[PROBLEM DESCRIPTION] Read the records and gather each line that includes "white".

Point-per-instance localization data:
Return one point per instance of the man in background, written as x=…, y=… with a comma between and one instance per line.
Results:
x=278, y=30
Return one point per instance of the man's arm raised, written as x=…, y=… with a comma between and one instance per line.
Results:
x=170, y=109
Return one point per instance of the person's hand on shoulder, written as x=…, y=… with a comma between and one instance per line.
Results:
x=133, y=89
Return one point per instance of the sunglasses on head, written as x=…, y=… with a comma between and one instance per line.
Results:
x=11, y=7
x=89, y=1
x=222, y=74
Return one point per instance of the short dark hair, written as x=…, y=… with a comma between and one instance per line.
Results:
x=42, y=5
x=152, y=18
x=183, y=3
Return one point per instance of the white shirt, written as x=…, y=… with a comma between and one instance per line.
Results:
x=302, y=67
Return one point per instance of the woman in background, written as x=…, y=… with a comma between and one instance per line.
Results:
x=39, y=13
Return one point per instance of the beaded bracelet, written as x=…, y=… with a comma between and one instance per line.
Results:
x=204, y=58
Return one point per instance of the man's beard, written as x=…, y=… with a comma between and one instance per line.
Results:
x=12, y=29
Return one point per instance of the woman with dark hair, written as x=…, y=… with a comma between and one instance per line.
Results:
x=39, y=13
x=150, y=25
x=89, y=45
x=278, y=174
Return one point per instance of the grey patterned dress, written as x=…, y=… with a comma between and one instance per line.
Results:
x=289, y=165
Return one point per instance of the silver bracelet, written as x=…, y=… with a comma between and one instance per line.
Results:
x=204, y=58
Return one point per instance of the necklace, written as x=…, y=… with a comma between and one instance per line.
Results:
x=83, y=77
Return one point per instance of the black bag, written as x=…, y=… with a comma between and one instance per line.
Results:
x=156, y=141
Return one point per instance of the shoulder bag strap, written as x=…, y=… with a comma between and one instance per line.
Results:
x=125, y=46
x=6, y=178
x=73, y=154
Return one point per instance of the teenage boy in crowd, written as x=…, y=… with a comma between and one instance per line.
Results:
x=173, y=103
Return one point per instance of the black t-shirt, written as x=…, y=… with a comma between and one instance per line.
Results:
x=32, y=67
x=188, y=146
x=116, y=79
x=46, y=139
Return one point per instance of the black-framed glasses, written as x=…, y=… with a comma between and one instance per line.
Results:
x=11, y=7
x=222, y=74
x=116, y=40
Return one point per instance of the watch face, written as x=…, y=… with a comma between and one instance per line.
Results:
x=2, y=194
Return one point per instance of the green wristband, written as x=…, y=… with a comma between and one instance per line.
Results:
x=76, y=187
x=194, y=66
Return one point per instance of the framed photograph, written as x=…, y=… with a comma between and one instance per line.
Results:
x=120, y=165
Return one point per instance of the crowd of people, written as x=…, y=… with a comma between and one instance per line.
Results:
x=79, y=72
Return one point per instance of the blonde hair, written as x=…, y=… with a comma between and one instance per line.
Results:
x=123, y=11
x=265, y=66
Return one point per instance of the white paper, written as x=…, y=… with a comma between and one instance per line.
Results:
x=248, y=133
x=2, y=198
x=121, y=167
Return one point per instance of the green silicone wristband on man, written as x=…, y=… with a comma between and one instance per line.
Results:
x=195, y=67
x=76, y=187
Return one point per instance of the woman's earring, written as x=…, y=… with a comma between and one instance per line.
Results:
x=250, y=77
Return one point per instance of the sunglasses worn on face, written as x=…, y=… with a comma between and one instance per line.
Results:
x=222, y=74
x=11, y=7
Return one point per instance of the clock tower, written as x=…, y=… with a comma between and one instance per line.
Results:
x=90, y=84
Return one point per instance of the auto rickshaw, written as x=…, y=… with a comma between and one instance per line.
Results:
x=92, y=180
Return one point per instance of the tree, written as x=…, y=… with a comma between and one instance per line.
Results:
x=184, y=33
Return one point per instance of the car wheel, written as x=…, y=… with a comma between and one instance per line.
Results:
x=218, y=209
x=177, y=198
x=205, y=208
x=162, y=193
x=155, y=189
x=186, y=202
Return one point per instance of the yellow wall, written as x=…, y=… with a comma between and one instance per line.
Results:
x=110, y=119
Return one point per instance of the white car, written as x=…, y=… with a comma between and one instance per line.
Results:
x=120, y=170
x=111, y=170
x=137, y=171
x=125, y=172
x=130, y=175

[RESULT]
Return one point per instance of the white shirt, written as x=…, y=… with a comma between and one instance per line.
Return one point per instance of the white paper, written as x=…, y=… with a comma between and one instance per line.
Return one point per instance of the white car, written as x=…, y=… with a comma between and one instance per line.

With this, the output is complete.